■ What is expected
Pick up the text on Kimmel's path into HIV research after its last sentence and carry it forward.

■ Text excerpt
The research process is not a straight line from point A to point B.

Kimmel recalls that the promise of protected research time allowed her to develop and hone skills she didn’t already possess, such as mapping and learning geographic information systems.

“The research process is not a straight line from point A to point B,” Kimmel said. “You zigzag, experience successes and failures and regroupings. You need that protected time in order to fully engulf in the research experience and have time to think through problems to find solutions.”

Structural obstacles to the quality of HIV care

Kimmel dove into research of HIV treatment and access to care from a public health perspective.

A passionate advocate for transforming HIV clinical policy, Kimmel first became involved in HIV research in 1998 when she joined the Boston Medical Center as a project manager on a study using mathematical modeling to analyze the economic value of HIV clinical policies.

She went on to earn a Master of Science degree in public health in 2004, followed by a Doctor of Philosophy in 2010, both from Harvard University.

■ Available data

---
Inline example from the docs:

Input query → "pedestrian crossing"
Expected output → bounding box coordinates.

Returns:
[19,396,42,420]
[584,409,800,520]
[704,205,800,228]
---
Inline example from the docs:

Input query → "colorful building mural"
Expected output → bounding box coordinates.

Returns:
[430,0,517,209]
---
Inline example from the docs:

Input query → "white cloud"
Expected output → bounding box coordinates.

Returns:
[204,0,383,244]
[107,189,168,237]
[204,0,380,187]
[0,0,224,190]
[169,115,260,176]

■ Answer box
“As a student researcher, I really began to feel as if I was forging my own way and beginning to tackle some really difficult questions,” Kimmel said. “It solidified my passion for work that exists at the intersection of efficient, but also equitable policies. HIV research is challenging work at both the research level and publishing level, but I consider it to be incredibly important.”

Kimmel recently collected the work she began as a KL2 scholar and submitted a grant application to the National Institute on Minority Health and Health Disparities. She was awarded a four-year R01 by NIMHD to expand her KL2 studies and examine the influence of structural barriers on the quality of HIV care and population health in the U.S. south.

“The CCTR is very fortunate to have Dr. Kimmel as a KL2 scholar,” said F. Gerard Moeller, M.D., director of the VCU Wright CCTR. “Her hard work and persistence paid off with her NIH R01, which is a major credit to her, her mentors in the KL2 program, and the CCTR.”

Be persistent and patient

Kimmel is using her R01 grant to analyze the many contributing factors that affect the quality of care HIV participants receive, which includes the pay for services provided by HIV clinicians, and the proximity of HIV care.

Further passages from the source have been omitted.